◆ **Page extract**
*-*-*

One of the most controversial events in human history was when the Papacy signed a concordat (or Reichshonkordat) in July 20, 1933. It was signed between Secretary of State Eugenio Pacelli (later Pope Pius XII) and Vice Chancellor Franz von Papen. Pacelli acted on behalf of Pope Pius XI and von Papen acted on behalf of President Paul von Hindenburg and the German government. It was ratified on September 10, 1933. The treaty guarantees the rights of the Roman Catholic Church in Germany. When bishops take office Article 16 states they're required to take an oath of loyalty to the Governor or President of the German established according to the Constitution. The treaty also requires all clergy to abstain from working in and for political parties. The Nazis obviously broke the agreement. Pope Pius XI outlined his encyclical from 1937 called Mit brenneder Sorge which condemned the breaches of the 1933 Reichskonkordat agreement signed between the German Reich and the Papacy. There have been historical debates on whether the Papacy supported the Nazis or not. The truth is in the between the two extremes. Many Catholics opposed the Nazis and were killed by the Nazis, but many Roman Catholics were involved in the Ratlines (like Krunoslav Stjepan Draganović) which allowed Nazis and other fascists to escape justice by some people sending them to South America, the USA, the Middle East, etc.
There was the Nazi Night of the Long Knives when innocent Jewish people were beaten and murdered on June 30, 1934. Also, the Knight of the Long Knives was when the Nazis purged Ernst Rohm and members of the paramilitary Strumabteilung (SA), because some of the Nazis view Rohm trying to make a coup against Hitler via the SA. Hitler did this act after being urged by Hermann Goring and Heinrich Himmler. These are political extrajudicial execution (there was the assassination of former Chancellor Kurt von Schleicher. The Strasserist faction leader George Strasser died) meant to merge power and stop concerns by the German military (by the German armed forces or Reichswehr) about Rohm. Stasser was a Nazi. Many establishment conservatives and anti-Nazis were killed too like Gustav Ritter von Kahr, who helped to suppress Hitler's Munich Beer Hall Putsch in 1923. The Night of the Long Knives lasted from June 30 to July 2, 1934. After this the Nazis were more unified with the German military. Austrian Chancellor Dollfuss was murdered on July 25, 1934. Hitler promoted military conscription in violation of the Treaty of Versailles on March 16. German Jewish people were stripped of the rights by the Nuremberg Race Laws by September 15, 1935.

*-*-*

◆ **Source records**
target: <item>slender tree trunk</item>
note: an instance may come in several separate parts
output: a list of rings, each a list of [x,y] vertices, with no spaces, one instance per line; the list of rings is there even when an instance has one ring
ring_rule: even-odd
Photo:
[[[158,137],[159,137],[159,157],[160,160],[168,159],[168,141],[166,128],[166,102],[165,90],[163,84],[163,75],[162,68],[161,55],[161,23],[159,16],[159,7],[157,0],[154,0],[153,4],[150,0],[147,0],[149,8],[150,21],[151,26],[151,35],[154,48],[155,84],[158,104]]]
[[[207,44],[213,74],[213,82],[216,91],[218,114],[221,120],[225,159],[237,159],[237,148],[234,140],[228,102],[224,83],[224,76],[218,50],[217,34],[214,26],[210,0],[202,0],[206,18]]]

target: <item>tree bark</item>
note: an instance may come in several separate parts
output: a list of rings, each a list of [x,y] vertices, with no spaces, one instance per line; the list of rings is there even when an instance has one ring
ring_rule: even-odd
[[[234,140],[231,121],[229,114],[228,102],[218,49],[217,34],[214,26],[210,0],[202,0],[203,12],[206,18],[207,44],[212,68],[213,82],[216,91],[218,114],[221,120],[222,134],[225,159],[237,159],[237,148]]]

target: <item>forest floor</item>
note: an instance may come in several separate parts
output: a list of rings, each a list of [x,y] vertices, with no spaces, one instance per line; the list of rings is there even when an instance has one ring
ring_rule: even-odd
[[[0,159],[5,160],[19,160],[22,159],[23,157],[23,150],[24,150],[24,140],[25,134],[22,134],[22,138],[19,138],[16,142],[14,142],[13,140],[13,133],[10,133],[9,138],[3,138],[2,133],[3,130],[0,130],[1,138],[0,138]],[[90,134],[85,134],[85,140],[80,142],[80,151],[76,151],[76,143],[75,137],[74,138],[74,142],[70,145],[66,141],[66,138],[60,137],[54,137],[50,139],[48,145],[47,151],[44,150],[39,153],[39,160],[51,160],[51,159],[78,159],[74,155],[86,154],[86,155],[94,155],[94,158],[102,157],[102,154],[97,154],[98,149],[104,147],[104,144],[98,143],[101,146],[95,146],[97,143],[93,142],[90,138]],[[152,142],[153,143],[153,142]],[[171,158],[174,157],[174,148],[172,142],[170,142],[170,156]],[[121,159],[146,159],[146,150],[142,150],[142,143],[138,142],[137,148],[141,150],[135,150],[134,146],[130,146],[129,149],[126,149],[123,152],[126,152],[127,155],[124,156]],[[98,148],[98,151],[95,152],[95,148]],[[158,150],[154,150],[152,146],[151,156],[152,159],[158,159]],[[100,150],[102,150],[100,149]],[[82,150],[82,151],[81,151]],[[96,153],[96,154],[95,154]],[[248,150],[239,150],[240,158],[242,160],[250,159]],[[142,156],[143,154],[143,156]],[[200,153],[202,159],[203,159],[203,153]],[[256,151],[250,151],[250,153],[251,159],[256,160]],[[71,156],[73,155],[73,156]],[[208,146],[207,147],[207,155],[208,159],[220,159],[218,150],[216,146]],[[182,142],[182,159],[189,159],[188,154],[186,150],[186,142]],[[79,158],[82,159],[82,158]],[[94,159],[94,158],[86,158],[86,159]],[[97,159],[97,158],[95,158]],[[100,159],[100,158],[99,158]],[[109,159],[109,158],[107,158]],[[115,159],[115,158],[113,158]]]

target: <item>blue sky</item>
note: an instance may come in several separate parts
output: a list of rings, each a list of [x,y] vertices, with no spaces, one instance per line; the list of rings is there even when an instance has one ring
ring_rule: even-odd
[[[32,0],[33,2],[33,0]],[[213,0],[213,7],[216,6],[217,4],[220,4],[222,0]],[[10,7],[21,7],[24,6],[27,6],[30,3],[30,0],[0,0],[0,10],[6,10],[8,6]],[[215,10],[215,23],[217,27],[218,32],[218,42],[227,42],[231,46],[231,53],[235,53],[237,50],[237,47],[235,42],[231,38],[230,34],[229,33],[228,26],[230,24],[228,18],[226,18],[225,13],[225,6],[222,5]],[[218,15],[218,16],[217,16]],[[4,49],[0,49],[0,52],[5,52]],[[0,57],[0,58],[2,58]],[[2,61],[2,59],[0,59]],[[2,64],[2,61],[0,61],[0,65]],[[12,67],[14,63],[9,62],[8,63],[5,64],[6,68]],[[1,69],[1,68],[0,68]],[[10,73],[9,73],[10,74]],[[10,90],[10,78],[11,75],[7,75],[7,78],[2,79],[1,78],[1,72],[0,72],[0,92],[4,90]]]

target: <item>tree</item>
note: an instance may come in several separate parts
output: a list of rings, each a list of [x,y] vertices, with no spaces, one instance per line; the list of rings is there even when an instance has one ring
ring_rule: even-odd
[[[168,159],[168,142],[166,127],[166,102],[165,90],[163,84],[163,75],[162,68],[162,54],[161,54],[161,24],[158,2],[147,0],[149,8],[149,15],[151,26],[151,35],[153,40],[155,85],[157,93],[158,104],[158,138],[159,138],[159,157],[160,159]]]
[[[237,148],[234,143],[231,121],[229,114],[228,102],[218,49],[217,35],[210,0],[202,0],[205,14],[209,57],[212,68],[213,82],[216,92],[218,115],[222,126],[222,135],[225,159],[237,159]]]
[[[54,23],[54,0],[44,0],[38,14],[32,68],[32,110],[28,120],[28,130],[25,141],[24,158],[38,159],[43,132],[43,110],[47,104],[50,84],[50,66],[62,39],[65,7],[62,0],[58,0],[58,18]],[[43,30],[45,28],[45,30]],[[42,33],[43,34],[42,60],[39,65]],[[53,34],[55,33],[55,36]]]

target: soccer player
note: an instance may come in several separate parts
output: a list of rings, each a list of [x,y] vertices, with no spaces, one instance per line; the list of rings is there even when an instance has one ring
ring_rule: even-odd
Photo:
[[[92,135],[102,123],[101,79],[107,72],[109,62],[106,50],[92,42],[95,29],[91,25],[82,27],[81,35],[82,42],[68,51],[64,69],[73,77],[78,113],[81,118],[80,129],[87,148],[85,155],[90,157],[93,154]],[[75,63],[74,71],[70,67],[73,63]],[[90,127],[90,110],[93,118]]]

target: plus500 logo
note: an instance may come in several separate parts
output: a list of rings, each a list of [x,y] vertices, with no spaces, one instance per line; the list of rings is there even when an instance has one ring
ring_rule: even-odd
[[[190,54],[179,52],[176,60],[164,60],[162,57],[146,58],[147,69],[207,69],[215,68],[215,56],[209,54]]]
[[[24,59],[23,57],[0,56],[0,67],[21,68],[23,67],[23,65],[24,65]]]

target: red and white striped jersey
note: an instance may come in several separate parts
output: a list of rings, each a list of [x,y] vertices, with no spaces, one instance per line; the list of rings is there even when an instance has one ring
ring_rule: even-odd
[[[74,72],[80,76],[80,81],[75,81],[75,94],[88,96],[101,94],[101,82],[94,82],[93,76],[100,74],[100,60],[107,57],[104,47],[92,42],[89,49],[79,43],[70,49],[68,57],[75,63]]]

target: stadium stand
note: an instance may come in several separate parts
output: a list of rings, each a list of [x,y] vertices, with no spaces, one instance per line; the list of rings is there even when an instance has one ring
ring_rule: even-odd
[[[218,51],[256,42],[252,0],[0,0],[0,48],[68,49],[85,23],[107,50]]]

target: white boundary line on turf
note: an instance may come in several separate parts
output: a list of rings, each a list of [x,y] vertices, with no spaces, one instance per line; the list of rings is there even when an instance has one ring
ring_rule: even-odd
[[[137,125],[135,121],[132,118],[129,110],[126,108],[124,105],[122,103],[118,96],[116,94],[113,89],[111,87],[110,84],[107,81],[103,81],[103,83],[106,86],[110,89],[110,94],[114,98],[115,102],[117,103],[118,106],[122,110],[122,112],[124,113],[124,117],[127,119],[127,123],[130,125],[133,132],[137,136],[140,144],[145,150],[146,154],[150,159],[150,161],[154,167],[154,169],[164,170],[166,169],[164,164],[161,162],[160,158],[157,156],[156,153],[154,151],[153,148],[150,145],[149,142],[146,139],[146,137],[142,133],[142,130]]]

*-*-*

◆ **Directives**
(1) Pull out every line in the entries that contains the word "tree".
(2) Carry on the passage about Nazi Germany in the 1930s, picking up after its final sentence.

◆ **Responses per task**
(1)
target: <item>slender tree trunk</item>
target: <item>tree bark</item>
target: <item>tree</item>

(2)
In 1935, the institutions of Weimar Republic were silenced, and Hitler spoke alone as the voice of Germany. Hitler followed totalitarianism. He created a state-controlled press, a secret police that harmed opposition, and indoctrination of the youth with racist lies. Hitler used methods of brainwashing crowds of people during his speeches. Nazi rallies cheered him. The Nazis grown the Gestapo in 1936 and Nazis occupy the Rhineland on March 7, 1936. By the late 1930s, Hitler promoted rearmament, massive public works projects, and desired to end the depression in Germany. He promoted laws and unjust laws against communists, socialists, Jewish people, liberals, and other groups of human beings.
Militarists controlled Japan too. Japan, by the 1920s, had increased democracy and peaceful change. The Japanese government reduce the power of the military, legalized trade unions, gave all men the right to vote, and made diverse political parties to exist. Then, the Great Depression harmed Japan in the 1930s. Many Japanese imperialists believed that Japan invading territories outside of Japan will help them gain more resources. Japan was headed by a constitutional monarchy headed by the emperor of Japan. Japan attacked Manchuria in 1931 to gain economic resources to fund its empire. Franklin Delano Roosevelt was elected President of the United States on November 8, 1932.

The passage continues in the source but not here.